TASK DESCRIPTION:
Restate exactly the lines below, from the one containing "like [167, 181]." through the final line, and leave out the pictures.

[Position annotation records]
** START **

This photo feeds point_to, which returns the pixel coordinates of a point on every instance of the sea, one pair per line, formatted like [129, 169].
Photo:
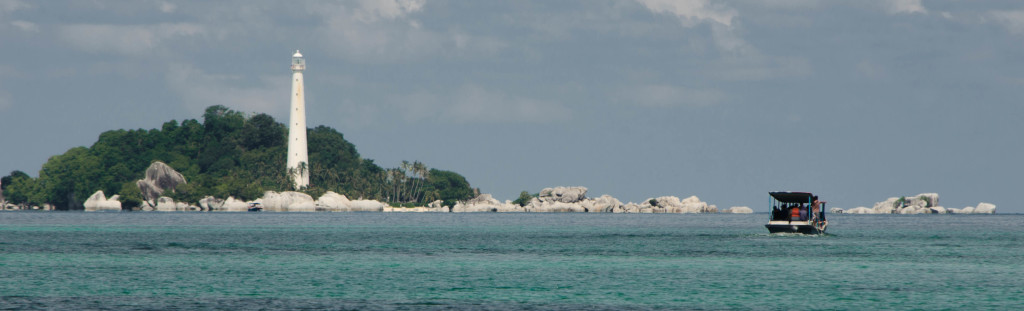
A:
[488, 261]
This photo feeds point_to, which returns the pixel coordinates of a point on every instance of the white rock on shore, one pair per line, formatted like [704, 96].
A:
[573, 200]
[98, 202]
[737, 210]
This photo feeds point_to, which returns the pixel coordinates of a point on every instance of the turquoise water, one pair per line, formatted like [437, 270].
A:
[246, 261]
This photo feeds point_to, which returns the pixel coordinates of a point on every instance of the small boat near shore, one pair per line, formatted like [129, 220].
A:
[796, 213]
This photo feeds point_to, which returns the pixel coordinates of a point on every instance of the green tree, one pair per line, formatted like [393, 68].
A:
[524, 198]
[451, 186]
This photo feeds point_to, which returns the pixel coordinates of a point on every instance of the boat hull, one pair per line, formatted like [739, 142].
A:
[793, 228]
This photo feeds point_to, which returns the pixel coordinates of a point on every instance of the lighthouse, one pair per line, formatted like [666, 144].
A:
[298, 160]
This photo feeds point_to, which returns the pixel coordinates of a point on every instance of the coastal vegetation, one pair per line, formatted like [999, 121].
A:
[229, 153]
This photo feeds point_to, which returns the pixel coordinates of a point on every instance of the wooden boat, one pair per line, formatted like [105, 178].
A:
[796, 213]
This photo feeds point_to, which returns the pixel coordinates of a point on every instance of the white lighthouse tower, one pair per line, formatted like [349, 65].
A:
[298, 160]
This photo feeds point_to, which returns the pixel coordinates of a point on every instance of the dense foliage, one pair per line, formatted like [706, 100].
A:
[228, 154]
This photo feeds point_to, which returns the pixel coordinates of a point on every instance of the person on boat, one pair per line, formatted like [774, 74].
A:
[816, 206]
[815, 210]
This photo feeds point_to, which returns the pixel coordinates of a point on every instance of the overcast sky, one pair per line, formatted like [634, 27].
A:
[853, 100]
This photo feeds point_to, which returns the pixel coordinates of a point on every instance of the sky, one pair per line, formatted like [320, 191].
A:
[856, 101]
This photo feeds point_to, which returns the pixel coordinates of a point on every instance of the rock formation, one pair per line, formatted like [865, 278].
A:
[485, 203]
[287, 202]
[737, 210]
[332, 202]
[983, 208]
[921, 204]
[562, 194]
[98, 202]
[573, 200]
[159, 178]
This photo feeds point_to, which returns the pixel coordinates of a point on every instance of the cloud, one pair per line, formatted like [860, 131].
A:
[7, 6]
[26, 26]
[691, 12]
[199, 90]
[1012, 20]
[668, 95]
[386, 31]
[167, 7]
[372, 10]
[5, 101]
[472, 103]
[125, 39]
[904, 6]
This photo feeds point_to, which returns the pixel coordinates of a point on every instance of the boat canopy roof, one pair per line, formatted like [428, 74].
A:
[786, 196]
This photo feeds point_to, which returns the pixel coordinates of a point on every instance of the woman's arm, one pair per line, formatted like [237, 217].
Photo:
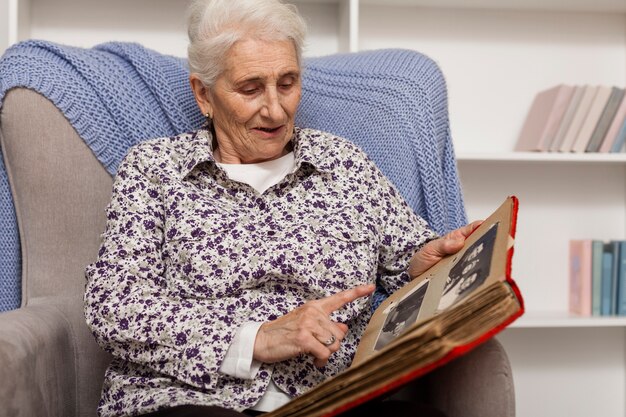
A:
[132, 310]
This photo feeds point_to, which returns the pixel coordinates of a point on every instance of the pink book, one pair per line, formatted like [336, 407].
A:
[591, 119]
[580, 277]
[544, 118]
[611, 134]
[589, 93]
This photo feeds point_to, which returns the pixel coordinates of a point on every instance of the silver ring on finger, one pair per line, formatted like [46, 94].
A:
[330, 341]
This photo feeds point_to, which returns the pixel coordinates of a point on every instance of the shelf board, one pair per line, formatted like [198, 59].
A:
[553, 5]
[542, 157]
[536, 320]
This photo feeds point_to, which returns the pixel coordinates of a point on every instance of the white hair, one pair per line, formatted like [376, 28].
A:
[215, 25]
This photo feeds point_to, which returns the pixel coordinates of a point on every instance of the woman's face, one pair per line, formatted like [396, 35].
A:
[253, 103]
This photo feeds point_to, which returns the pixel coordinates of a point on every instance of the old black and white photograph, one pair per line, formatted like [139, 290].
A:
[402, 315]
[471, 270]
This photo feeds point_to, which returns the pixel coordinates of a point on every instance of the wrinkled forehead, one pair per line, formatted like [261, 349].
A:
[260, 59]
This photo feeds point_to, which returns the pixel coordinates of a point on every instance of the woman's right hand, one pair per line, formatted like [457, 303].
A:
[307, 330]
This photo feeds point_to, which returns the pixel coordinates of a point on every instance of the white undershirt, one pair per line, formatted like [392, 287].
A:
[239, 361]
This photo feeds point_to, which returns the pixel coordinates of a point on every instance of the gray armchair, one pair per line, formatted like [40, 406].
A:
[49, 363]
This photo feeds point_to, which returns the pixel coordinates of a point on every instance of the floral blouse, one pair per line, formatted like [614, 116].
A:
[188, 256]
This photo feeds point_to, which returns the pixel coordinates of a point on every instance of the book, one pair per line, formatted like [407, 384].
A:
[621, 280]
[580, 277]
[555, 146]
[544, 118]
[612, 133]
[604, 122]
[460, 302]
[606, 304]
[590, 121]
[578, 118]
[620, 138]
[597, 248]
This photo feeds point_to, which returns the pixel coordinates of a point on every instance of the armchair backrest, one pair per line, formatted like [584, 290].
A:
[58, 161]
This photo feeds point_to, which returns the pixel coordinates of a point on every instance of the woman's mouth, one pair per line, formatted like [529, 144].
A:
[268, 131]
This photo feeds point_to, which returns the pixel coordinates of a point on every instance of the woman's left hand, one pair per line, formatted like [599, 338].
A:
[436, 249]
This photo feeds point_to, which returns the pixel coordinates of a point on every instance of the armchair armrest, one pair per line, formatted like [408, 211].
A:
[37, 362]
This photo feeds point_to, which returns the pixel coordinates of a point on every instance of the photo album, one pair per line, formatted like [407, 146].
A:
[459, 303]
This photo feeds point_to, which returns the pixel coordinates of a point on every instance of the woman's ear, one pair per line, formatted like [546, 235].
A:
[201, 94]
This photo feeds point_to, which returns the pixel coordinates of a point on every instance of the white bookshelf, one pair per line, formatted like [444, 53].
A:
[496, 55]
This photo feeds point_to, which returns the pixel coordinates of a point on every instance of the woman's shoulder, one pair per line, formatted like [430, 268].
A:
[161, 151]
[324, 141]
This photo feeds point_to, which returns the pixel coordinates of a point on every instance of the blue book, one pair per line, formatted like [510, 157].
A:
[607, 280]
[596, 277]
[621, 280]
[618, 144]
[615, 261]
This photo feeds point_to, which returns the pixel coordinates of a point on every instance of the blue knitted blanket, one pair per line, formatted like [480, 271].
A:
[392, 103]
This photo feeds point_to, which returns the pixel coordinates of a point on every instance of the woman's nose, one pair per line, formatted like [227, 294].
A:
[272, 108]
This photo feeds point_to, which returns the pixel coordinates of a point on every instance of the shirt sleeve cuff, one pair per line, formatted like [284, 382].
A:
[239, 361]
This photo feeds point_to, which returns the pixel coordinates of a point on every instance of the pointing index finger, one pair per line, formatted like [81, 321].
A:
[340, 299]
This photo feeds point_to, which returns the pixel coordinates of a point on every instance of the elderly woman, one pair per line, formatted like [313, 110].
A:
[238, 260]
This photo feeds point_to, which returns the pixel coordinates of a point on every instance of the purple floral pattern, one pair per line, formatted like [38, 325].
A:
[188, 256]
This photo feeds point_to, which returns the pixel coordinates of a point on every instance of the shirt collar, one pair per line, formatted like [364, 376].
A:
[306, 151]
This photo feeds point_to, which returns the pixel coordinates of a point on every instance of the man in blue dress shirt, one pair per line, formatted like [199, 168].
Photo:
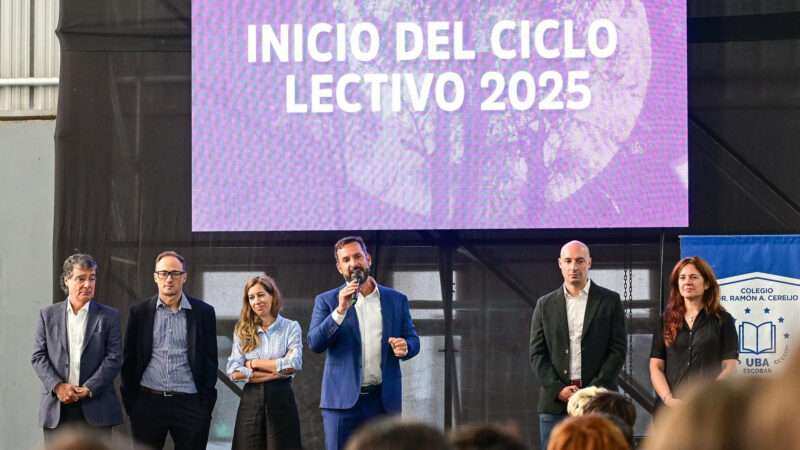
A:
[170, 362]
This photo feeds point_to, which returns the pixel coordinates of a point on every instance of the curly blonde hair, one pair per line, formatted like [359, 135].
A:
[247, 327]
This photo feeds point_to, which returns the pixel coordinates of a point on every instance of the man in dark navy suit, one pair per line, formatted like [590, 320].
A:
[366, 330]
[577, 338]
[77, 353]
[170, 362]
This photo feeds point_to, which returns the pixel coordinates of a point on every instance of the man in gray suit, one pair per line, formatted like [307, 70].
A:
[77, 353]
[577, 338]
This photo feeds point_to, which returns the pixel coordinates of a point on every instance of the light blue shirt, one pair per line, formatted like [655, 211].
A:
[169, 368]
[281, 341]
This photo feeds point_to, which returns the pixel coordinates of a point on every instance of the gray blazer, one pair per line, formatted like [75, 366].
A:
[101, 361]
[603, 344]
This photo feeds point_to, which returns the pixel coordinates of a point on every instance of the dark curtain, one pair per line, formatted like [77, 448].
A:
[123, 185]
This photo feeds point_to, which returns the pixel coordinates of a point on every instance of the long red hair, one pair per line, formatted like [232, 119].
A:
[676, 309]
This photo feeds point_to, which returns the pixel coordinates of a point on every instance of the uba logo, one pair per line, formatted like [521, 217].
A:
[765, 308]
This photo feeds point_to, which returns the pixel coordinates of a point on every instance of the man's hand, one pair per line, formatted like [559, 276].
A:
[566, 393]
[399, 347]
[82, 392]
[346, 297]
[66, 393]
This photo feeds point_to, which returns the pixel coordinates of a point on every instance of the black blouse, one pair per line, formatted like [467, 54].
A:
[699, 352]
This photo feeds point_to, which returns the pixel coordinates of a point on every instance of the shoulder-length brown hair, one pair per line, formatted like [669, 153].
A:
[589, 432]
[247, 326]
[676, 310]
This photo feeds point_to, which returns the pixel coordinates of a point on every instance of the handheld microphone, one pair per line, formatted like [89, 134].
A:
[359, 276]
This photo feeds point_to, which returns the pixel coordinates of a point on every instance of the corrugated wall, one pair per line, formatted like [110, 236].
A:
[28, 50]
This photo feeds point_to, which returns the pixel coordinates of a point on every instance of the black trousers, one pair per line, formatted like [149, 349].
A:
[267, 417]
[72, 418]
[187, 418]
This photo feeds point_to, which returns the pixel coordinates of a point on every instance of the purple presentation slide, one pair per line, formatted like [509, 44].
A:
[386, 115]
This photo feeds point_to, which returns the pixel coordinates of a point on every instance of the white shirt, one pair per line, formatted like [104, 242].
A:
[76, 331]
[370, 323]
[576, 311]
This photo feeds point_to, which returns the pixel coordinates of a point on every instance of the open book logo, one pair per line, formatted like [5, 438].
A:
[765, 309]
[757, 339]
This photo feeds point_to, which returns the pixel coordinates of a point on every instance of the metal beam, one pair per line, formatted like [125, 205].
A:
[761, 27]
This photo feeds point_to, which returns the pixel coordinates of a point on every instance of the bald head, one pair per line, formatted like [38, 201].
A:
[575, 263]
[573, 246]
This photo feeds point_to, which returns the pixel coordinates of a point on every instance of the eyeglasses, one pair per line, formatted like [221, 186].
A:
[260, 297]
[164, 274]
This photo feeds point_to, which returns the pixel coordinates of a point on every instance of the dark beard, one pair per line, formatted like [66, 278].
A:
[364, 270]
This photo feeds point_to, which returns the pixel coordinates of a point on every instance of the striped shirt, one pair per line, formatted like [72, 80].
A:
[169, 368]
[281, 341]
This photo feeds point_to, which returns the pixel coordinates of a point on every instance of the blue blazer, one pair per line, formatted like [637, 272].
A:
[101, 361]
[341, 378]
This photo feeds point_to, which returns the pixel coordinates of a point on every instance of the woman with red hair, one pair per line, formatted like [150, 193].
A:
[697, 337]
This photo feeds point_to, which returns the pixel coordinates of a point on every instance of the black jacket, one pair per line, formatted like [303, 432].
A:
[603, 344]
[201, 337]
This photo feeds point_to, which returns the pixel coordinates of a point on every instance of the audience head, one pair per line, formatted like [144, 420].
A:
[486, 437]
[773, 419]
[587, 432]
[77, 439]
[713, 416]
[395, 433]
[613, 404]
[581, 397]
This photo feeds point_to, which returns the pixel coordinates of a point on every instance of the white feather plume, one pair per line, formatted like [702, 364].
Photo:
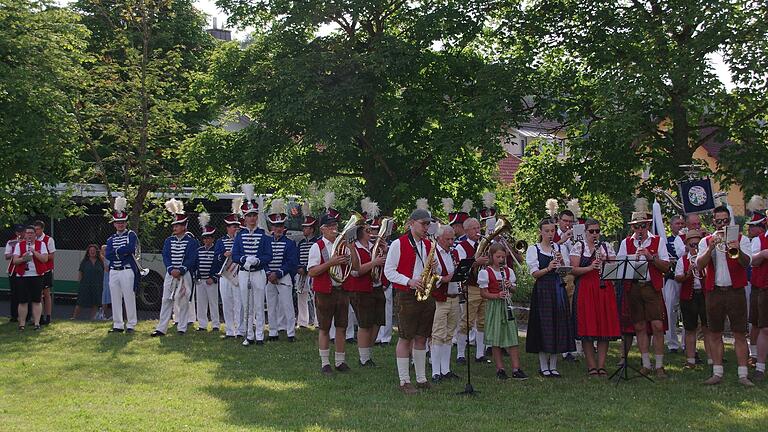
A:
[641, 205]
[278, 206]
[489, 199]
[755, 203]
[448, 205]
[248, 191]
[236, 204]
[204, 218]
[552, 207]
[120, 203]
[573, 205]
[174, 206]
[467, 206]
[329, 199]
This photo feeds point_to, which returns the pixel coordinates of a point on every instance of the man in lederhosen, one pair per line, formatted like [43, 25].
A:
[179, 258]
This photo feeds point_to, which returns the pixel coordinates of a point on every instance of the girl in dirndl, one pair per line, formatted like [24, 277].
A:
[497, 283]
[596, 314]
[550, 329]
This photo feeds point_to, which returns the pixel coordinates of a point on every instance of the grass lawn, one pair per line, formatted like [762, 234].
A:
[74, 376]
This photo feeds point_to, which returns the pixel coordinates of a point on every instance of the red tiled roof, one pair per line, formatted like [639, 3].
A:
[508, 167]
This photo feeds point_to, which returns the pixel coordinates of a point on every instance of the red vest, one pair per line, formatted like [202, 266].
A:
[657, 279]
[40, 267]
[737, 272]
[494, 286]
[760, 273]
[686, 291]
[322, 283]
[408, 260]
[360, 283]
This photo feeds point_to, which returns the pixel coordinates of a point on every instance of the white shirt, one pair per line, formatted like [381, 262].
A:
[393, 259]
[661, 253]
[483, 278]
[679, 272]
[532, 257]
[31, 270]
[722, 275]
[453, 287]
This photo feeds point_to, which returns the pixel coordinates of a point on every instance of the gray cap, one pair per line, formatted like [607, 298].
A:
[420, 214]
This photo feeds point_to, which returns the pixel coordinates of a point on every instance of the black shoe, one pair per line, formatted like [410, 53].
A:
[450, 375]
[519, 375]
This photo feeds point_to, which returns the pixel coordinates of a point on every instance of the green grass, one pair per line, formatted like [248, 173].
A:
[74, 376]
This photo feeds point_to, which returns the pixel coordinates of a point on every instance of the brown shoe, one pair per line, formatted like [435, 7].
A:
[713, 380]
[424, 386]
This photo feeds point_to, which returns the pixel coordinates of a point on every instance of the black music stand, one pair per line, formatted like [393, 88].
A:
[621, 270]
[461, 274]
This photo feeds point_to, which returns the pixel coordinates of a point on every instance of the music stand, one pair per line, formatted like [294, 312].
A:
[621, 270]
[461, 275]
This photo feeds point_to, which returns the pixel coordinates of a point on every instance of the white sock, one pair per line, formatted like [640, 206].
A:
[365, 354]
[437, 359]
[445, 365]
[324, 357]
[340, 358]
[543, 361]
[479, 345]
[553, 362]
[420, 365]
[403, 369]
[461, 345]
[646, 360]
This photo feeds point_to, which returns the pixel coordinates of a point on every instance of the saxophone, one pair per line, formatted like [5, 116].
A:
[429, 279]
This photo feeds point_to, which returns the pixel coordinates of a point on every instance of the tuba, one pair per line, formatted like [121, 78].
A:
[429, 279]
[385, 231]
[347, 236]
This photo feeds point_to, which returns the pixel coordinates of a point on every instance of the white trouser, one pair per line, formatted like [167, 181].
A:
[180, 297]
[207, 298]
[231, 303]
[385, 331]
[280, 306]
[121, 290]
[303, 302]
[672, 302]
[253, 307]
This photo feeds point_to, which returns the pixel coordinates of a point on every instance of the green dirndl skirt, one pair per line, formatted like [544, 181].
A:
[498, 331]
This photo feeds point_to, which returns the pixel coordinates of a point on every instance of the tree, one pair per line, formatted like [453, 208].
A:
[397, 94]
[40, 51]
[138, 103]
[634, 83]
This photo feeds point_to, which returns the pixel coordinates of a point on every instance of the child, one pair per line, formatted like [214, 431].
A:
[500, 324]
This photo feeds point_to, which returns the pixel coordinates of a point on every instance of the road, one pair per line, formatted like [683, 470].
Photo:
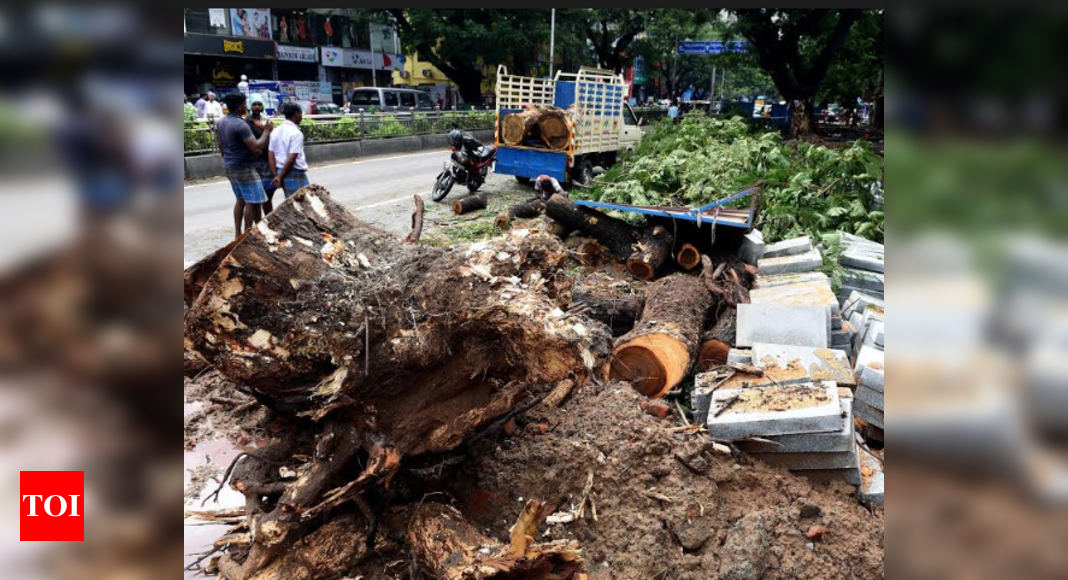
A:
[378, 190]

** END **

EXPECTED ANSWER:
This photo feeds point_to, which returns the pixel coordinates of a point on every instance of the white trouser, one pair per line, formatted like [167, 181].
A:
[180, 297]
[207, 298]
[231, 303]
[385, 331]
[280, 306]
[121, 290]
[303, 302]
[672, 302]
[253, 307]
This photo feeds point_to, which returns the pixel coordinates of a point on every instance of the green dirndl skirt, one pair per line, formatted like [544, 181].
A:
[498, 331]
This photo feeds point_to, which returns the pixel coordinates of a point on every instance of the tree, one pair per line, formatted like [453, 208].
A:
[397, 94]
[40, 51]
[138, 103]
[634, 83]
This photo feeds point_to, which returns the pixel coordinates of a point on every instance of the child, one pair per line, formatted like [214, 431].
A:
[500, 324]
This photo feeds point_to, which returns the pixel coordinates of a point on every instance of the road, one pair per line, formatted like [683, 470].
Photo:
A:
[378, 190]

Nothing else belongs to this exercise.